* _Problem_:
Reproduce each of the items below verbatim, leaving out the pictures.

* _Material shown_:
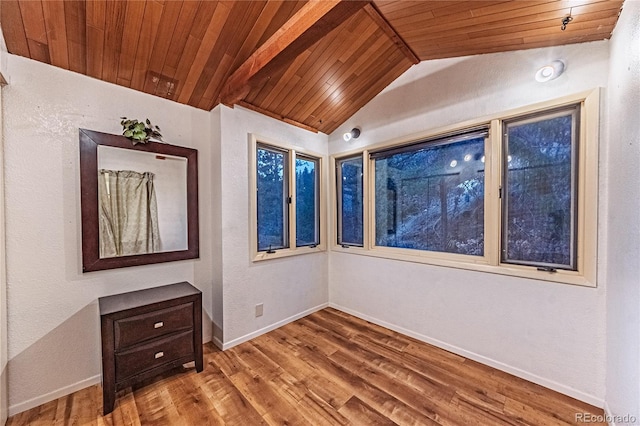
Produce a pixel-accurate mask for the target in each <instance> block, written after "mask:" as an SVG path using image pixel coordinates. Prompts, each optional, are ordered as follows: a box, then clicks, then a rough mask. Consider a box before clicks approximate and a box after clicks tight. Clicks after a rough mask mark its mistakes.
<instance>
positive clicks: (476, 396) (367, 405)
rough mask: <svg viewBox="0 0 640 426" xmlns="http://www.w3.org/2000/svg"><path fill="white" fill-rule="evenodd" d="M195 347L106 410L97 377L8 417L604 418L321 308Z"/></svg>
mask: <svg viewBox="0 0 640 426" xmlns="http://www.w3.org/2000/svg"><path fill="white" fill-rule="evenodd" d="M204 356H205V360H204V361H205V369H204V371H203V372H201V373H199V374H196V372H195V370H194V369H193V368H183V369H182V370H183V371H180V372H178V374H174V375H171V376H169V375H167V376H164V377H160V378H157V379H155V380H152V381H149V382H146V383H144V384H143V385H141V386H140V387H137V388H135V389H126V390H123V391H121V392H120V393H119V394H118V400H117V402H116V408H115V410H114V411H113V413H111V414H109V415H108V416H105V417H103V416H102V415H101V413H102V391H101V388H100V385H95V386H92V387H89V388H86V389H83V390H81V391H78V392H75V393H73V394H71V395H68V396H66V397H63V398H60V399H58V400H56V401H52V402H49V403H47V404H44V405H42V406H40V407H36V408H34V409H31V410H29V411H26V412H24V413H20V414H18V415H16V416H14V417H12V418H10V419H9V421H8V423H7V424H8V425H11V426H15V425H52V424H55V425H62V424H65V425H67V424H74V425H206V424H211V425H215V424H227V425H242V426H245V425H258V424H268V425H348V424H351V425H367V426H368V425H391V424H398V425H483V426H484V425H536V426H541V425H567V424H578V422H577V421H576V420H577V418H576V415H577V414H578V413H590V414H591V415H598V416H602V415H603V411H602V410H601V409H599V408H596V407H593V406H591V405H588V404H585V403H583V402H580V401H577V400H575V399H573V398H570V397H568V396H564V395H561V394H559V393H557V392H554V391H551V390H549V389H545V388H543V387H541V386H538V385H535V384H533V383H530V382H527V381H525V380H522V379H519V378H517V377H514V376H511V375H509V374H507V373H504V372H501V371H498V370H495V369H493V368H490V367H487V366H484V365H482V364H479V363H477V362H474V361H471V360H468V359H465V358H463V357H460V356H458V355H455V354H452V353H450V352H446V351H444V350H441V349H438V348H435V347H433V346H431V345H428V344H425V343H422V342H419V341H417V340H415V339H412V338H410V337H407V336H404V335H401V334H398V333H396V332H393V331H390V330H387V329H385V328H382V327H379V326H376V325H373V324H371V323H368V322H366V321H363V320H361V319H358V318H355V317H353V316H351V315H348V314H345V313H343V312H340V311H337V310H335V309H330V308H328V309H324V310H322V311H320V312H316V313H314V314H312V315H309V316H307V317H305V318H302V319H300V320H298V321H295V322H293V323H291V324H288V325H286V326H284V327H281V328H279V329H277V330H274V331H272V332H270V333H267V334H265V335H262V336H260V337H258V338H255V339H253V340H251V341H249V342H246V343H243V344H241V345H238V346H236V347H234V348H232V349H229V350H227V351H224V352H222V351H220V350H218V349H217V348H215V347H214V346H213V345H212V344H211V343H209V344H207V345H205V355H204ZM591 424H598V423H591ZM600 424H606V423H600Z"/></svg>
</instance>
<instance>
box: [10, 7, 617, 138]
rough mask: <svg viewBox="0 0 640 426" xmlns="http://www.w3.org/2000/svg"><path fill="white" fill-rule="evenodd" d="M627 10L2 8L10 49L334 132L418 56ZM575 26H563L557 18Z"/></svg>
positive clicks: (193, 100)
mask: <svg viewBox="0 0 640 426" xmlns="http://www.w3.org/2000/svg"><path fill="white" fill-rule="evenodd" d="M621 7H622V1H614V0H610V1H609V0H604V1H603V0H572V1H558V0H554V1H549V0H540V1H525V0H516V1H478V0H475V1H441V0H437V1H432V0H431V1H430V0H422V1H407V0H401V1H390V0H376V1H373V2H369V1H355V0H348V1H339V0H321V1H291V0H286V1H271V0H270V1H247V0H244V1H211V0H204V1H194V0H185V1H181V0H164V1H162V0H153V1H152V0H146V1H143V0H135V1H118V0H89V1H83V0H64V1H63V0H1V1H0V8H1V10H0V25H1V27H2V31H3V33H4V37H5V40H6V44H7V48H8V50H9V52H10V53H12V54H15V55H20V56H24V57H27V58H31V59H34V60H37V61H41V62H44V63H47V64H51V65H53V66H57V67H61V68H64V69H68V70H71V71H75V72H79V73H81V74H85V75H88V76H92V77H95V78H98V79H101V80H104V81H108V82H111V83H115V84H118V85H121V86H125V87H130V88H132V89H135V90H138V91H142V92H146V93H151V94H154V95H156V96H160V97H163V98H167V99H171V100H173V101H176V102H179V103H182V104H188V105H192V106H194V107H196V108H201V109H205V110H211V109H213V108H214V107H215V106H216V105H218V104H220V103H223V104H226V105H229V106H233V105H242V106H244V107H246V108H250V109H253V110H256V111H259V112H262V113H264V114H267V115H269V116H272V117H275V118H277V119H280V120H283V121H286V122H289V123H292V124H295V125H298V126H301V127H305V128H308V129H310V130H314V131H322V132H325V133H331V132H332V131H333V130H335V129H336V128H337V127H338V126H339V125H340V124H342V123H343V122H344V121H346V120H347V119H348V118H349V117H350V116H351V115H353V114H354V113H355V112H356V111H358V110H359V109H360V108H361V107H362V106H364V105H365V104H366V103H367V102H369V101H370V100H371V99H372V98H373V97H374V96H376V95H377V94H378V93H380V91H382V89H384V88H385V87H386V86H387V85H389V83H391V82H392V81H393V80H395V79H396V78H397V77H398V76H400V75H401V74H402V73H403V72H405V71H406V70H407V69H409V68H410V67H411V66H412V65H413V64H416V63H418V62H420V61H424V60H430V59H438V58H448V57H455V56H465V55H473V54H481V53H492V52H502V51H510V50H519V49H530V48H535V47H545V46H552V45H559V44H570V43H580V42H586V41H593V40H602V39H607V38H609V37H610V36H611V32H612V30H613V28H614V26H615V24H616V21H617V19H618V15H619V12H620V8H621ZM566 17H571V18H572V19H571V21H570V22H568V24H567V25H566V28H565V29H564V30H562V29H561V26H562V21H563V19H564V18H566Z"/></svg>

* _Answer to this exercise_:
Produce a pixel-accurate mask for the target in each <instance> block, written after "mask:" as an SVG path using image pixel coordinates. Prompts, each optional, are ordered as follows: a box, then clicks, then a rough mask. Consider a box before clicks approximate and a box after clicks tight. Clicks after a rough mask mark its mistakes.
<instance>
positive clicks: (476, 396) (367, 405)
rough mask: <svg viewBox="0 0 640 426" xmlns="http://www.w3.org/2000/svg"><path fill="white" fill-rule="evenodd" d="M195 347L106 410L97 377L8 417L604 418L321 308Z"/></svg>
mask: <svg viewBox="0 0 640 426" xmlns="http://www.w3.org/2000/svg"><path fill="white" fill-rule="evenodd" d="M204 356H205V360H204V361H205V369H204V371H203V372H201V373H199V374H196V372H195V370H194V369H193V368H183V369H182V370H183V371H180V372H178V374H174V375H171V376H169V375H167V376H164V377H160V378H157V379H155V380H152V381H149V382H146V383H144V384H143V385H141V386H140V387H137V388H135V389H126V390H123V391H121V392H120V393H119V394H118V400H117V402H116V408H115V410H114V411H113V413H111V414H109V415H108V416H105V417H103V416H102V415H101V413H102V391H101V388H100V385H95V386H92V387H89V388H86V389H83V390H81V391H78V392H75V393H73V394H71V395H68V396H66V397H63V398H60V399H58V400H56V401H52V402H49V403H47V404H44V405H42V406H40V407H36V408H34V409H31V410H29V411H26V412H24V413H20V414H18V415H16V416H14V417H12V418H10V419H9V421H8V423H7V424H8V425H11V426H15V425H52V424H55V425H62V424H65V425H67V424H74V425H206V424H211V425H215V424H227V425H242V426H245V425H258V424H268V425H348V424H351V425H367V426H368V425H391V424H398V425H483V426H484V425H536V426H541V425H567V424H578V422H577V421H576V420H577V418H576V415H577V414H578V413H590V414H591V415H598V416H602V415H603V411H602V410H601V409H599V408H596V407H593V406H591V405H588V404H585V403H583V402H580V401H577V400H575V399H573V398H570V397H568V396H564V395H561V394H559V393H557V392H554V391H551V390H549V389H545V388H543V387H541V386H538V385H535V384H533V383H530V382H527V381H525V380H522V379H519V378H517V377H514V376H511V375H509V374H507V373H504V372H501V371H498V370H495V369H493V368H490V367H487V366H484V365H482V364H479V363H477V362H474V361H471V360H468V359H465V358H463V357H460V356H458V355H455V354H452V353H450V352H446V351H444V350H441V349H438V348H435V347H433V346H431V345H428V344H425V343H422V342H419V341H417V340H415V339H412V338H410V337H407V336H404V335H401V334H398V333H396V332H393V331H390V330H387V329H385V328H382V327H379V326H376V325H373V324H371V323H368V322H366V321H363V320H361V319H358V318H355V317H353V316H351V315H348V314H345V313H343V312H340V311H337V310H335V309H330V308H328V309H324V310H322V311H320V312H316V313H314V314H312V315H309V316H307V317H305V318H302V319H300V320H298V321H295V322H293V323H291V324H288V325H286V326H284V327H281V328H279V329H277V330H274V331H272V332H270V333H267V334H265V335H262V336H260V337H258V338H255V339H253V340H251V341H249V342H246V343H243V344H241V345H238V346H236V347H234V348H232V349H229V350H227V351H224V352H222V351H220V350H218V349H217V348H215V347H214V346H213V345H212V344H211V343H209V344H207V345H205V355H204ZM591 424H598V423H591ZM600 424H606V423H600Z"/></svg>
</instance>
<instance>
box: [10, 7, 617, 138]
rough mask: <svg viewBox="0 0 640 426" xmlns="http://www.w3.org/2000/svg"><path fill="white" fill-rule="evenodd" d="M627 10L2 8L10 49L334 132L418 56ZM575 26H563L557 18Z"/></svg>
positive clicks: (193, 100)
mask: <svg viewBox="0 0 640 426" xmlns="http://www.w3.org/2000/svg"><path fill="white" fill-rule="evenodd" d="M621 7H622V1H614V0H610V1H609V0H604V1H603V0H572V1H558V0H554V1H549V0H540V1H525V0H516V1H478V0H475V1H441V0H437V1H432V0H431V1H430V0H422V1H407V0H401V1H390V0H376V1H373V2H369V1H355V0H348V1H339V0H321V1H291V0H286V1H271V0H270V1H247V0H244V1H211V0H204V1H194V0H185V1H181V0H164V1H162V0H153V1H152V0H146V1H143V0H135V1H118V0H89V1H83V0H64V1H63V0H1V1H0V8H1V10H0V25H1V27H2V31H3V33H4V37H5V40H6V44H7V48H8V50H9V52H10V53H12V54H15V55H20V56H24V57H27V58H31V59H34V60H37V61H41V62H44V63H47V64H51V65H53V66H57V67H61V68H64V69H68V70H71V71H75V72H79V73H81V74H85V75H88V76H92V77H95V78H98V79H101V80H104V81H108V82H111V83H115V84H118V85H121V86H125V87H130V88H132V89H135V90H138V91H142V92H146V93H151V94H154V95H156V96H160V97H163V98H167V99H171V100H173V101H176V102H179V103H182V104H188V105H192V106H194V107H196V108H201V109H205V110H211V109H213V108H214V107H215V106H216V105H218V104H220V103H223V104H226V105H229V106H233V105H242V106H244V107H246V108H250V109H253V110H256V111H259V112H262V113H264V114H267V115H269V116H272V117H275V118H277V119H280V120H283V121H286V122H289V123H292V124H295V125H298V126H301V127H305V128H308V129H310V130H314V131H322V132H325V133H331V132H332V131H333V130H335V129H336V128H337V127H338V126H339V125H340V124H342V123H343V122H344V121H346V120H347V119H348V118H349V117H350V116H351V115H353V114H354V113H355V112H356V111H358V110H359V109H360V108H361V107H362V106H364V105H365V104H366V103H367V102H369V101H370V100H371V99H372V98H373V97H374V96H376V95H377V94H378V93H380V91H382V89H384V88H385V87H386V86H387V85H389V83H391V82H392V81H393V80H395V79H396V78H397V77H398V76H400V75H401V74H402V73H403V72H405V71H406V70H407V69H409V68H410V67H411V66H412V65H413V64H416V63H418V62H420V61H424V60H430V59H438V58H448V57H455V56H465V55H473V54H481V53H492V52H502V51H510V50H519V49H530V48H535V47H545V46H552V45H559V44H570V43H580V42H586V41H593V40H602V39H607V38H609V37H610V36H611V32H612V30H613V28H614V26H615V24H616V21H617V19H618V15H619V12H620V8H621ZM566 17H571V18H572V19H571V21H570V22H568V24H567V25H566V28H565V29H564V30H562V29H561V26H562V21H563V19H564V18H566Z"/></svg>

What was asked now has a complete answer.